:: WRITTEN INSTRUCTION ::
Rewrite the material below, changing every "black metal gate bar" to "gray steel gate bar" and keeping everything else the same. Omit the pictures from your answer.

Extracted data entries:
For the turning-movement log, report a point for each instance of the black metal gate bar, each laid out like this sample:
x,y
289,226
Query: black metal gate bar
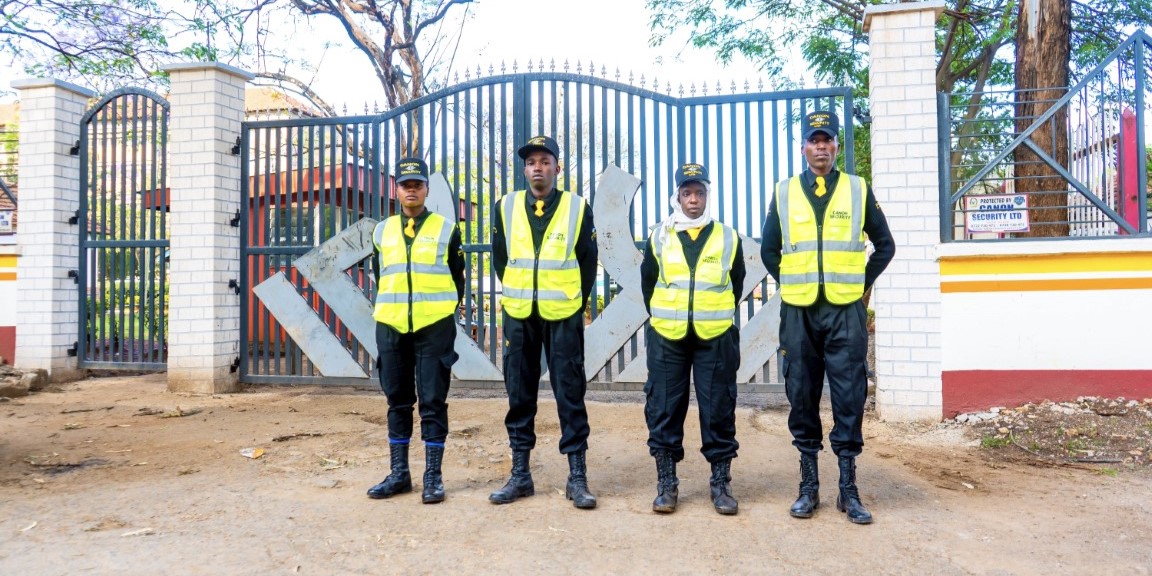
x,y
469,133
122,237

:: FINAL RESULT ::
For the turning-movement log, report a point for each instance of the gray steel gate bar, each laid out like this sample:
x,y
289,226
Query: gray steel gate bar
x,y
469,133
122,237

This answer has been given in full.